● Stated task
Reproduce the records below in their entirety, character for character.

==========

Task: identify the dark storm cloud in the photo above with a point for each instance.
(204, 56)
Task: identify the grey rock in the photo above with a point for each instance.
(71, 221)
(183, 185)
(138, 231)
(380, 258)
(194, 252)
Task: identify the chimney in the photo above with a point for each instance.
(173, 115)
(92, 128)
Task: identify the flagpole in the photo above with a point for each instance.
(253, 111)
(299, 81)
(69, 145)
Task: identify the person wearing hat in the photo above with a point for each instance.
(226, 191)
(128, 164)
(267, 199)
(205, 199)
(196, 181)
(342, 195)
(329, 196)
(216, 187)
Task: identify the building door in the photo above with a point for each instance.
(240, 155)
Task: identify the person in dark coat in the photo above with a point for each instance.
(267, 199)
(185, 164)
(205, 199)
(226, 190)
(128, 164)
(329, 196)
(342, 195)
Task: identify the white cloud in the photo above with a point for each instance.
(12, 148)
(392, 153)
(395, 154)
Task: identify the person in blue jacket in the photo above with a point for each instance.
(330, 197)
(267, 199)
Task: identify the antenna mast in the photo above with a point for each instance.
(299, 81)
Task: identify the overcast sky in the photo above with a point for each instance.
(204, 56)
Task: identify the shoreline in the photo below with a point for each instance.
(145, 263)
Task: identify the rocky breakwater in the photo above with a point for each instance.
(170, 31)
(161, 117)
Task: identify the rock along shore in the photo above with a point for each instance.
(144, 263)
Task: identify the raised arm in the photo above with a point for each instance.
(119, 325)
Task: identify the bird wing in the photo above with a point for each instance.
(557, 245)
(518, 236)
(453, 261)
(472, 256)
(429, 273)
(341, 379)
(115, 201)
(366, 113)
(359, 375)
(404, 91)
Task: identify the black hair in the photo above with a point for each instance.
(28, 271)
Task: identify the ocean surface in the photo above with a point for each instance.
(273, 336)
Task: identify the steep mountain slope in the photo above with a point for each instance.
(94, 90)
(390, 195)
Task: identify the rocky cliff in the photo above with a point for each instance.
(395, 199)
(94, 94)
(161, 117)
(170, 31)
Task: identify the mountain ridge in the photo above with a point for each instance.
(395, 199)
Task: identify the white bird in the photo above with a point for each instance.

==========

● Finished answer
Task: identify the dark storm cloud in the photo above with a point for each instance.
(204, 56)
Task: identify the grey rock in the photo above with a point for each instance.
(71, 221)
(183, 185)
(138, 231)
(380, 258)
(194, 252)
Task: identify the chimney in the photo above with a point for each instance.
(173, 115)
(92, 128)
Task: identify the flagpole in the photo above with a point for each instance.
(253, 111)
(299, 81)
(69, 145)
Task: identify the person wearing hat in the photo above with a point for each instance.
(226, 191)
(128, 164)
(267, 199)
(205, 199)
(196, 181)
(342, 195)
(329, 196)
(216, 187)
Task: identify the building door in the photo above with a point for each instance.
(240, 155)
Task: identify the person in dark coat in the photo above with a point for each instance.
(267, 199)
(185, 164)
(205, 199)
(226, 190)
(128, 164)
(329, 196)
(342, 195)
Task: identify the white cloud in the photo above with a point for each instance.
(12, 148)
(392, 153)
(395, 154)
Task: identify the person in blue jacket in the photo above with a point for each instance.
(330, 197)
(267, 199)
Task: identify the antenna mast in the photo above with a point for each instance.
(299, 81)
Task: identify the overcast sky in the photo above with a point for each instance.
(204, 56)
Task: identify the shoreline in the photo below with a point for each instance.
(145, 263)
Task: identify the rocky breakwater in the photo above with a point for each instance.
(170, 31)
(161, 117)
Task: identify the rock along shore in the photo above with a point for each instance.
(144, 263)
Task: identify the raised arm in the photo above with a point for each instance.
(119, 325)
Task: identify the bird wing in the photo above with a point for each instance.
(557, 245)
(518, 236)
(453, 261)
(472, 256)
(429, 273)
(341, 379)
(115, 201)
(366, 113)
(359, 375)
(404, 91)
Task: identify the black hair in the photo above with a point for each instance.
(28, 271)
Task: identify the ocean surface in the photo above with a point for each instance.
(273, 336)
Task: identify the steep mountain slope in the photo above with a point for each instance.
(94, 90)
(390, 195)
Task: identify the rocky cliff in the photo above with a point for each instance.
(395, 199)
(94, 94)
(161, 117)
(170, 31)
Task: identify the mountain ridge in the photo above with a point for each instance.
(395, 199)
Task: identify the white bird in the photo above with a point for each instance.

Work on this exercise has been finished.